══ Document text

Posted by Scott / November 7, 2006

decemberists two.jpg
What became clear as soon as my accomplice and I arrived at Metropolis was that The Decemberists are very popular. Like, they’re the dork AC/DC.

Their fans are totally dedicated to the cause, singing every lyric, clapping in time, stomping on command. There were several instances of audience participation directed by head-Decemberist Colin Meloy, including a parting of the audience into two groups that would then shake their fists at each other across the divide. My accomplice and I were more at the back of the club, which was full of hugging couples, hearing the songs that they’ve put on mixtapes for each other, having a great time.

But let’s back up and start at the beginning.

An early show – 8 pm start – and all-ages as well. Alasdair Roberts came on just after my accomplice and I arrived to an increasingly full Metropolis. Roberts is a Scottish folk singer, until recently known as Appendix Out. He and two other musicians played a short set of fairly straight folk tunes, including three traditional pieces. While Roberts is talented, he seemed an incongruous fit with the audience and venue, getting lost in the din of such a large hall. As a Glaswegian folkie he would have been far more engaging in a pub or smaller venue. Maybe that’s his plan for next tour, given the exposure he’s been getting supporting the Decemberists.

════

Reproduce the full concert review above word for word. The data that comes after the review has no role in this.

══ Recorded information

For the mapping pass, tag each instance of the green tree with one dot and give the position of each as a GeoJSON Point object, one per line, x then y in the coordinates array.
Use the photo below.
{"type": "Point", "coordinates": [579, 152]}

════

Exercise solution:
Posted by Scott / November 7, 2006

decemberists two.jpg
What became clear as soon as my accomplice and I arrived at Metropolis was that The Decemberists are very popular. Like, they’re the dork AC/DC.

Their fans are totally dedicated to the cause, singing every lyric, clapping in time, stomping on command. There were several instances of audience participation directed by head-Decemberist Colin Meloy, including a parting of the audience into two groups that would then shake their fists at each other across the divide. My accomplice and I were more at the back of the club, which was full of hugging couples, hearing the songs that they’ve put on mixtapes for each other, having a great time.

But let’s back up and start at the beginning.

An early show – 8 pm start – and all-ages as well. Alasdair Roberts came on just after my accomplice and I arrived to an increasingly full Metropolis. Roberts is a Scottish folk singer, until recently known as Appendix Out. He and two other musicians played a short set of fairly straight folk tunes, including three traditional pieces. While Roberts is talented, he seemed an incongruous fit with the audience and venue, getting lost in the din of such a large hall. As a Glaswegian folkie he would have been far more engaging in a pub or smaller venue. Maybe that’s his plan for next tour, given the exposure he’s been getting supporting the Decemberists.